Task details →
Revise the listing below by replacing "captured frame" with "camera frame" wherever it appears, leaving every other line untouched.

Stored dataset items
* * * * * * * * *

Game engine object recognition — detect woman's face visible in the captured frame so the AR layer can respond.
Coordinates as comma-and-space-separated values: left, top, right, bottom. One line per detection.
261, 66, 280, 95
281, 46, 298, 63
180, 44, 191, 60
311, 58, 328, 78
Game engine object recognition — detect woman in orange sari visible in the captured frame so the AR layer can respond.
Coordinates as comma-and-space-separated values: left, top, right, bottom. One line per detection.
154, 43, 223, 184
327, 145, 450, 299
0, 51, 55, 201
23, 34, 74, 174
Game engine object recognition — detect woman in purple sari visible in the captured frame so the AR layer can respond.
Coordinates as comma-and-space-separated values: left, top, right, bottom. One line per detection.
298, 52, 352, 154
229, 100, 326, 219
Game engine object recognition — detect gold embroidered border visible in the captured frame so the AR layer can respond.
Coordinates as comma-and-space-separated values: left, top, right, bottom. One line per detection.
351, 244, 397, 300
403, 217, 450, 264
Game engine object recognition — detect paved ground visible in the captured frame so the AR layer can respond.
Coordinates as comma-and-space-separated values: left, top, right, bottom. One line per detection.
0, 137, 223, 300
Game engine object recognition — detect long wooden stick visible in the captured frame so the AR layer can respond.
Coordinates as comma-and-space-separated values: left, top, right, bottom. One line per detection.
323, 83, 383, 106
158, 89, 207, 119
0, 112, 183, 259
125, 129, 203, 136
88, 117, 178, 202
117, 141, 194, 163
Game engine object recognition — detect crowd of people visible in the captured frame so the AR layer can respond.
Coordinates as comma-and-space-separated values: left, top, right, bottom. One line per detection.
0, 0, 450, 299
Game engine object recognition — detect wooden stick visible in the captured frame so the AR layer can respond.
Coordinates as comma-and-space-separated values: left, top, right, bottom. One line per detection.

* * * * * * * * *

Reply →
Game engine object recognition — detect woman's face visible in the camera frame so the AR layer can respond.
Coordinates as comma-and-space-separated values: left, top, right, bottom. One line per detection.
261, 66, 280, 95
281, 46, 298, 63
180, 44, 191, 60
311, 58, 328, 78
Game engine object recognition — detect woman in orange sari visible in the camera frame so the AR layer can respond.
Coordinates as comma-and-space-separated values: left, top, right, bottom. One line per detection.
154, 43, 223, 184
327, 145, 450, 299
0, 51, 55, 201
23, 34, 74, 174
Game engine object recognition — detect woman in purple sari visible in the camera frame so the AR layer can respond.
Coordinates as comma-and-space-separated values: left, top, right, bottom. One line per detection.
298, 52, 352, 154
229, 100, 326, 219
Game engine object recognition — detect gold embroidered border visible in the camera frame so the AR layer can respond.
Coordinates as comma-and-space-separated values: left, top, right, bottom. One line per detection.
351, 244, 397, 300
403, 217, 450, 264
Game engine object recognition — detect paved ground visible in the camera frame so the AR layer can respond.
Coordinates as comma-and-space-separated values: left, top, right, bottom. One line per detection.
0, 137, 223, 300
Game engine object recognition — detect long wooden stick visible in the camera frame so the AR layer can respond.
Coordinates as comma-and-space-separated values: left, top, right, bottom. One line per detection.
323, 83, 383, 106
158, 89, 207, 119
0, 112, 183, 259
125, 129, 203, 136
88, 117, 178, 202
117, 141, 194, 163
Game engine object recognition — detect crowd of people visible in the camera frame so the AR layer can respond.
Coordinates as comma-and-space-separated values: left, top, right, bottom. One line per detection.
0, 0, 450, 299
Game engine object recognition — detect wooden stick visible in the camera frame so the AR layer can respond.
Coordinates as comma-and-space-separated values: left, top, right, bottom. One line per detection.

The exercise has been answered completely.